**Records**
>>>
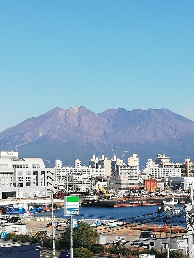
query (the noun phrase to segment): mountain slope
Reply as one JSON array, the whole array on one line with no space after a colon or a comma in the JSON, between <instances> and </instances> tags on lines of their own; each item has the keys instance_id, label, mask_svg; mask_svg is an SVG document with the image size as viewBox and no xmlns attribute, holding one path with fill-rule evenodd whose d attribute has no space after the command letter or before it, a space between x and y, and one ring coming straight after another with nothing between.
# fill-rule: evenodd
<instances>
[{"instance_id":1,"label":"mountain slope","mask_svg":"<svg viewBox=\"0 0 194 258\"><path fill-rule=\"evenodd\" d=\"M93 154L124 159L137 152L144 165L158 153L180 162L193 157L194 136L194 122L168 109L112 109L96 114L84 107L56 108L4 130L0 144L4 150L17 146L20 156L38 156L51 164L57 156L64 165L72 165L78 155L87 165Z\"/></svg>"}]
</instances>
<<<
**Exercise objective**
Reproduce the item above verbatim, omitting its picture.

**Response below**
query (the noun phrase to segment): mountain slope
Reply as one JSON array, the whole array on one line with no space after a colon or a comma in the JSON, between <instances> and </instances> tags on lines of their own; each item has the keys instance_id, label, mask_svg; mask_svg is an SVG document with the image size as viewBox and no xmlns attribute, holding one path with fill-rule evenodd whose d attribute has no space after the command letter or before it, a space between x and y, and one ring coming straight after another with nothing between.
# fill-rule: evenodd
<instances>
[{"instance_id":1,"label":"mountain slope","mask_svg":"<svg viewBox=\"0 0 194 258\"><path fill-rule=\"evenodd\" d=\"M93 154L124 159L137 152L144 165L158 153L180 162L193 157L194 136L194 122L168 109L112 109L96 114L84 107L56 108L4 130L0 144L4 150L17 146L20 156L38 156L51 164L57 156L64 165L72 165L78 155L87 165Z\"/></svg>"}]
</instances>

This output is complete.